(Trecho do texto):
Carlos Newton
O que é a natureza?… Bem, sempre podemos filosofar, como fazia o jornalista Apparicio Torelly, o célebre Barão de Itararé. Como diretor do jornal “A Manha”, ele costumava dizer que “de onde não se espera é que não sai nada mesmo”. Assim, fico pensando como se comportaria o Barão diante da surpreendente mudança de procedimento do presidente Jair Bolsonaro, que nem Freud conseguiria entender.
O fato concreto é que hoje está completando um mês a metamorfose ambulante que atingiu o presidente da República, algo capaz de espantar o próprio Raul Seixas, que não tinha medo de bruxarias e chegou a compor o “Rock do Diabo”, com seu parceiro Paulo Coelho.
NINGUÉM REPAROU? – Parece inacreditável, mas ninguém comenta na mídia essa transformação de Jair Bolsonaro. Como somente eu toco no assunto, fico preocupado, achando que podem pensar que o editor da Tribuna está com um parafuso a menos, igual àquele primeiro chanceler de Bolsonaro, que voltou a ser burocrata no Itamaraty e jamais chegará a embaixador.
O fato é que eu reparei que desde o fatídico dia 8 de setembro, quando os otimistas aguardavam um golpe militar de Bolsonaro e os pessimistas esperavam um golpe militar sem Bolsonaro, o presidente da República se tornou um outro homem.
Nunca mais falou nas “quatro linhas”, deixou de mencionar “meu Exército”, parece ter esquecido a missão de “comandante-em-chefe das Forças Armadas”, passou a respeitar os ministros do Supremo, chegou até a elogiar seu arqui-inimigo Luis Roberto Barroso, o que é isso, minha gente? Parece que o mundo, de um dia para outro, virou de cabeça para baixo, assustando até os terraplanistas.

(Dados brutos):

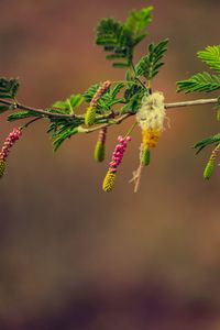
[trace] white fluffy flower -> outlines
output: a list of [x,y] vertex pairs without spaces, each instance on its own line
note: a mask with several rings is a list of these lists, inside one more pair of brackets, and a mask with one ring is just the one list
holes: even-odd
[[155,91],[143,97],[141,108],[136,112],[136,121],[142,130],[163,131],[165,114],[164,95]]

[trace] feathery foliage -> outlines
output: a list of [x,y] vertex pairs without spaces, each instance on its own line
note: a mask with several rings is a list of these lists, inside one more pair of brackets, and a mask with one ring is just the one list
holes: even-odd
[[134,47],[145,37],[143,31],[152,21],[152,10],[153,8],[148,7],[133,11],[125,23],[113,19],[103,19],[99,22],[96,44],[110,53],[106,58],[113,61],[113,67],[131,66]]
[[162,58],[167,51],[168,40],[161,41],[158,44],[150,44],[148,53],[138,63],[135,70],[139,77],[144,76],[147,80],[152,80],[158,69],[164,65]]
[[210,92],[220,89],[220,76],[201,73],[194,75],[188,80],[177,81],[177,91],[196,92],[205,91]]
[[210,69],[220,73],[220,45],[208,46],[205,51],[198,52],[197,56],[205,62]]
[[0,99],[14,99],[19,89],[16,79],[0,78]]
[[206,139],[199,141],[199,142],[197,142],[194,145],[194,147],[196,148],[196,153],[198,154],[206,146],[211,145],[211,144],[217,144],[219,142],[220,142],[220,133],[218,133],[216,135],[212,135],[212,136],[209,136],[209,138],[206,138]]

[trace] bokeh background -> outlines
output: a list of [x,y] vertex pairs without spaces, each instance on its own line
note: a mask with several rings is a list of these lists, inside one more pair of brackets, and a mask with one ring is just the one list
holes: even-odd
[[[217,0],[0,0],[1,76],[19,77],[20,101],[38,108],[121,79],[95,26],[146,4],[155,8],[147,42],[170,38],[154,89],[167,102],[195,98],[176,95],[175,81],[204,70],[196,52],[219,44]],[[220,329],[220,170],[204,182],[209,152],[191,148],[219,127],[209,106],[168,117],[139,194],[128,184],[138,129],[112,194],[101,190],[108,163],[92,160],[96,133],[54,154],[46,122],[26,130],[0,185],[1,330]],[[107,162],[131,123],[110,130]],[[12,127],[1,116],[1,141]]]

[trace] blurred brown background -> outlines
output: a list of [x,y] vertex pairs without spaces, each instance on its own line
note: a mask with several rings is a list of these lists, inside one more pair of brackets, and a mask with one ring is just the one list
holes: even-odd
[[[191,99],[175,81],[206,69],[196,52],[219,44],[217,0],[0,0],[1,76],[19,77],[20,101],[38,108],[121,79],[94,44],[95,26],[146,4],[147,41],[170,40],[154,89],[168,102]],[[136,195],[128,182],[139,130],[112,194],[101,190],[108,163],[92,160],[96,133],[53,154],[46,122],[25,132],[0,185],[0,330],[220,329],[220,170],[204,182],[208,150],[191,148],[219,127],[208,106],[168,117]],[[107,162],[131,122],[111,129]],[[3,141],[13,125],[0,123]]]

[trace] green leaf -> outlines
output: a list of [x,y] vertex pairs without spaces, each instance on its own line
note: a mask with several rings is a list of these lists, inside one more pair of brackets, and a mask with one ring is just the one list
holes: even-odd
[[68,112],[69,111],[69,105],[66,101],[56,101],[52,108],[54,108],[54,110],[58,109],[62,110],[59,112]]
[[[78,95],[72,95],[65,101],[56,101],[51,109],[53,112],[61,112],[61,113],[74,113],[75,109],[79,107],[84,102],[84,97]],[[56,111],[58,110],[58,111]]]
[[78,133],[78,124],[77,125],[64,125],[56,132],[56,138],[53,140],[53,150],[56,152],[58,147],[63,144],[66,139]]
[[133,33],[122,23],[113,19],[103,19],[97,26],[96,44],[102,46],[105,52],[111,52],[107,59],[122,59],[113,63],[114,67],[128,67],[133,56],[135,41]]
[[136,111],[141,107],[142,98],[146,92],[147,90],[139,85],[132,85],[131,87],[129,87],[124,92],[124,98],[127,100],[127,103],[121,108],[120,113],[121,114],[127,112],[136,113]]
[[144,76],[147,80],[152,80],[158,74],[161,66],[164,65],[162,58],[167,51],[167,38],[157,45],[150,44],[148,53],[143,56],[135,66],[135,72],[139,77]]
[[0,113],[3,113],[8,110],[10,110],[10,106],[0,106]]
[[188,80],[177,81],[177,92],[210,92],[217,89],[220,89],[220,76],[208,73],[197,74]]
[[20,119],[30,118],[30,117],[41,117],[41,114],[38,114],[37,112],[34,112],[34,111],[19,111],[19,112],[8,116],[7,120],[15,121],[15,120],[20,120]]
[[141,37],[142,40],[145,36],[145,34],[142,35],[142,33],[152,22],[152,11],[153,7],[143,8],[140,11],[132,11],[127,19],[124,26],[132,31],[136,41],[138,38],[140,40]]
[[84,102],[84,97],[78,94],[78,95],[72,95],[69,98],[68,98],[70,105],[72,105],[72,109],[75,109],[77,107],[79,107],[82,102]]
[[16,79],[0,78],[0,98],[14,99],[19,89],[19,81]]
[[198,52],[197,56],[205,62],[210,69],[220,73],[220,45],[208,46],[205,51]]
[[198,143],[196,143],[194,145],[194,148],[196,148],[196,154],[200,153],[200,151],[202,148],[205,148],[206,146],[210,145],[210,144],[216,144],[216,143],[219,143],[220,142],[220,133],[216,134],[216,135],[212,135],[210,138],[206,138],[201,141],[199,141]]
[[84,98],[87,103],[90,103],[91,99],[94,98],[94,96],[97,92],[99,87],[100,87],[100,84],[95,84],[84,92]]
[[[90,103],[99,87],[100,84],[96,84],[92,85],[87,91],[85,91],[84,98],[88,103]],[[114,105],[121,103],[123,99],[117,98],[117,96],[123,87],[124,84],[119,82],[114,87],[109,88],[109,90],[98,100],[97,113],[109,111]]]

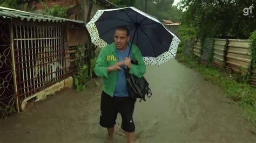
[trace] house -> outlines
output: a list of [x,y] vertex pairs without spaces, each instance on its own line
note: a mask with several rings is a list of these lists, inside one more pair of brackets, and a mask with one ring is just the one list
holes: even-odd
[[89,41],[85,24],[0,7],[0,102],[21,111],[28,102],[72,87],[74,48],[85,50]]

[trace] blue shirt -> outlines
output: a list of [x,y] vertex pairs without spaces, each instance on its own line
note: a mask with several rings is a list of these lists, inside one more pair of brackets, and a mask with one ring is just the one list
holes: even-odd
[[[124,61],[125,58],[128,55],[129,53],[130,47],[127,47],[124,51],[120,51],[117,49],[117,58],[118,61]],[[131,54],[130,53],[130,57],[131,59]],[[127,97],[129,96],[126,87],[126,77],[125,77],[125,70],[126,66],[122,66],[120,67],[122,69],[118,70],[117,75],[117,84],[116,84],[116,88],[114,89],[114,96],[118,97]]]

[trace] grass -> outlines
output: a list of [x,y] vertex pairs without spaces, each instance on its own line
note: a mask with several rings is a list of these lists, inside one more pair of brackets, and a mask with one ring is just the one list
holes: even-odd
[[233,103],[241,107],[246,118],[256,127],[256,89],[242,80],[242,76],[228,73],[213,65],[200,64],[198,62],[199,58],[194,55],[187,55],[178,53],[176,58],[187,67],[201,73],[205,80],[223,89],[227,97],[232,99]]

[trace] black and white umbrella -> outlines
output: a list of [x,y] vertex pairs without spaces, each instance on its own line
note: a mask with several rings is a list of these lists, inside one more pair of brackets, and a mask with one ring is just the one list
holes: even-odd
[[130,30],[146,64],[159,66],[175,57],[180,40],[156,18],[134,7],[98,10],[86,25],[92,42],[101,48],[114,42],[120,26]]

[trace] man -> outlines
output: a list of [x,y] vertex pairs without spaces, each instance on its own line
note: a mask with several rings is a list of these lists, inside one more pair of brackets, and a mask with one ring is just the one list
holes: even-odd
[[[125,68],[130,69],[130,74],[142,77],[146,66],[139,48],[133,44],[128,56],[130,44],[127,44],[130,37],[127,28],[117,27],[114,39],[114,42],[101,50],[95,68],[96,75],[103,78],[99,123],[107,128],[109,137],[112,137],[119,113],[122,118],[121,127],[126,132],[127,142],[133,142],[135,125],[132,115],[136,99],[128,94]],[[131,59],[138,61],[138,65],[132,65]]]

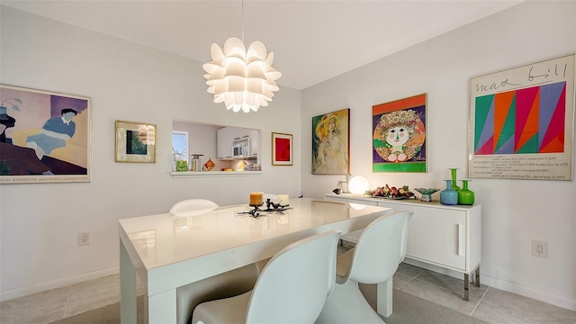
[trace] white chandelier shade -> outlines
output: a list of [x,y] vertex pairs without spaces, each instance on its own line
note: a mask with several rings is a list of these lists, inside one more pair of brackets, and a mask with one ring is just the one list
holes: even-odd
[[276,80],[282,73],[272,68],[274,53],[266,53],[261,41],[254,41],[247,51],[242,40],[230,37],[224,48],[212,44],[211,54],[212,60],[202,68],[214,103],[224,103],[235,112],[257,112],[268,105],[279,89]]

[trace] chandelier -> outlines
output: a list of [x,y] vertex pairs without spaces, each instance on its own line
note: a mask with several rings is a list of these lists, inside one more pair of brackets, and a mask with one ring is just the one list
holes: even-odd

(Desafio A):
Por favor, transcreva sem alterações o trecho da crônica sobre a mudança de Bolsonaro que vai de "Carlos Newton" até "parceiro Paulo Coelho.".
(Desafio B):
Dê continuidade à crônica sobre a mudança de Bolsonaro, começando logo depois da última frase apresentada.

(Resposta escrita A):
Carlos Newton
O que é a natureza?… Bem, sempre podemos filosofar, como fazia o jornalista Apparicio Torelly, o célebre Barão de Itararé. Como diretor do jornal “A Manha”, ele costumava dizer que “de onde não se espera é que não sai nada mesmo”. Assim, fico pensando como se comportaria o Barão diante da surpreendente mudança de procedimento do presidente Jair Bolsonaro, que nem Freud conseguiria entender.
O fato concreto é que hoje está completando um mês a metamorfose ambulante que atingiu o presidente da República, algo capaz de espantar o próprio Raul Seixas, que não tinha medo de bruxarias e chegou a compor o “Rock do Diabo”, com seu parceiro Paulo Coelho.

(Resposta escrita B):
MUDANÇA DE HÁBITOS – O mais estranho é que o presidente mudou tanto que até deixou de frequentar o “cercadinho” na portaria do Palácio da Alvorada, onde toda manhã, religiosamente, o chefe do governo deixava seus cuidados para confraternizar diretamente com o povo, ao vivo e a cores, cercado pelas câmaras da mídia nacional.
No dia 11 de setembro, quando recebi a informação de que o presidente recebera “um tranco” do Alto Comando do Exército (a expressão foi mesmo esta – “um tranco”), achei que a explicação fazia sentido.
Afinal, ligar para Michel Temer, com quem jamais se relacionou, mandar um jatinho buscá-lo, assinar um texto escrito por ele e depois telefonar para o ministro Alexandre de Moraes, pedindo desculpas, tudo isso era estranho demais, realmente só explicável por uma interferência direta do Exército.
E O CERCADINHO? – Nesta quinta-feira, um mês depois, procurei a mesma fonte e indaguei se o Alto Comando também teria proibido Bolsonaro de frequentar o “cercadinho”, que funcionava para ele como uma catarse, além da finalidade eleitoral. E a resposta – monossilábica, como sempre – foi negativa.
Em tradução simultânea, este ano o Sete de Setembro foi um grito do Exército pela democracia, digamos assim. O presidente Bolsonaro foi instado a agir democraticamente, sem fazer ameaças e sem desrespeito às instituições. Mas pode voltar ao “cercadinho” quando bem entender, apenas precisa moderar as declarações, e isso é praticamente impossível.
Perguntei também pelo general Braga Netto, que vivia fazendo ameaças às instituições e nunca mais deu um pio. E a resposta foi singela: “Sem comentários”.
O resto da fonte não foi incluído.